(TASK OBJECTIVE): Please reproduce, word for word, the entries from the line that contains "Which area of this image contains the white bedsheet?" through the last line of the entries, including both of those lines.

(EXCERPTED RECORDS):
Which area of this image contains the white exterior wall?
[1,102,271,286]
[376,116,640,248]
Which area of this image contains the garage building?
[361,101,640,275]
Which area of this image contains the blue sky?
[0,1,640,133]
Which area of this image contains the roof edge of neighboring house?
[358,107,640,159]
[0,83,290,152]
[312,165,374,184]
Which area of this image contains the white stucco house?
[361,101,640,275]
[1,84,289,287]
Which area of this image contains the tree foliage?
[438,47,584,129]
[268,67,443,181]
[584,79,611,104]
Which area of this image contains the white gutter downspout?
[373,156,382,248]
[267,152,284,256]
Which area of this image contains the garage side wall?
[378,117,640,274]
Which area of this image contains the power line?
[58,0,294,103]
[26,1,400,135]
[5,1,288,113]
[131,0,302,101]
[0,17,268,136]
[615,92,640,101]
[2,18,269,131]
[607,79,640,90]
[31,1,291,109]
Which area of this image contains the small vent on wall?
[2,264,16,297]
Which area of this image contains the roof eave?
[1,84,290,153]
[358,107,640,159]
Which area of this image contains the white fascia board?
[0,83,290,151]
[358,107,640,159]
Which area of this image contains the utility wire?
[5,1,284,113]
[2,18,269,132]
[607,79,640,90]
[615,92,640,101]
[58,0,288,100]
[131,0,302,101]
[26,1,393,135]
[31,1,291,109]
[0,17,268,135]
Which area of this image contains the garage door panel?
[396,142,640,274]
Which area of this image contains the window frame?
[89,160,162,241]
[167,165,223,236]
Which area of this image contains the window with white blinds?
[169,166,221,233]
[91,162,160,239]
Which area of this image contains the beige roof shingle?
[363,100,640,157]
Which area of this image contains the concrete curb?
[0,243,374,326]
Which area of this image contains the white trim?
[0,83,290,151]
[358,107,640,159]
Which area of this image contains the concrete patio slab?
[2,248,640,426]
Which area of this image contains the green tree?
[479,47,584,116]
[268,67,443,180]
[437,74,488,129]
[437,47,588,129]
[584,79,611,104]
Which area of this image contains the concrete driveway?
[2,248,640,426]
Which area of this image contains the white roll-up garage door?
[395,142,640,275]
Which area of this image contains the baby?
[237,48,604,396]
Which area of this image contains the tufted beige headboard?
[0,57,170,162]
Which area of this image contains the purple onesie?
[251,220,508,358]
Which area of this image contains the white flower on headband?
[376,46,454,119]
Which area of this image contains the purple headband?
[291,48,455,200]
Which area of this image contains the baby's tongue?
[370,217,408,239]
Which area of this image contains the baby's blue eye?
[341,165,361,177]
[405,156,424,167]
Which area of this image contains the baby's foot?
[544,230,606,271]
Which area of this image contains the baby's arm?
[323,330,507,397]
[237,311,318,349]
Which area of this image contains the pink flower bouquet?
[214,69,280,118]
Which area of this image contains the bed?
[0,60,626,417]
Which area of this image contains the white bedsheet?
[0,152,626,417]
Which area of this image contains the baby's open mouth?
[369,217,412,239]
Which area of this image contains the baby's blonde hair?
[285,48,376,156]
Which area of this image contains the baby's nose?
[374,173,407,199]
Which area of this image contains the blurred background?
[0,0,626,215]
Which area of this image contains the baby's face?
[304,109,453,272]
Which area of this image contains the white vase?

(THE REPLY):
Which area of this image contains the white bedsheet?
[0,152,626,417]
Which area of this image contains the baby's open mouth?
[369,217,412,239]
Which area of this image contains the baby's blonde hair?
[285,48,376,156]
Which area of this image contains the baby's nose?
[374,173,407,199]
Which area of this image contains the blurred background?
[0,0,626,215]
Which area of this image contains the baby's face?
[304,109,453,272]
Which area of this image contains the white vase?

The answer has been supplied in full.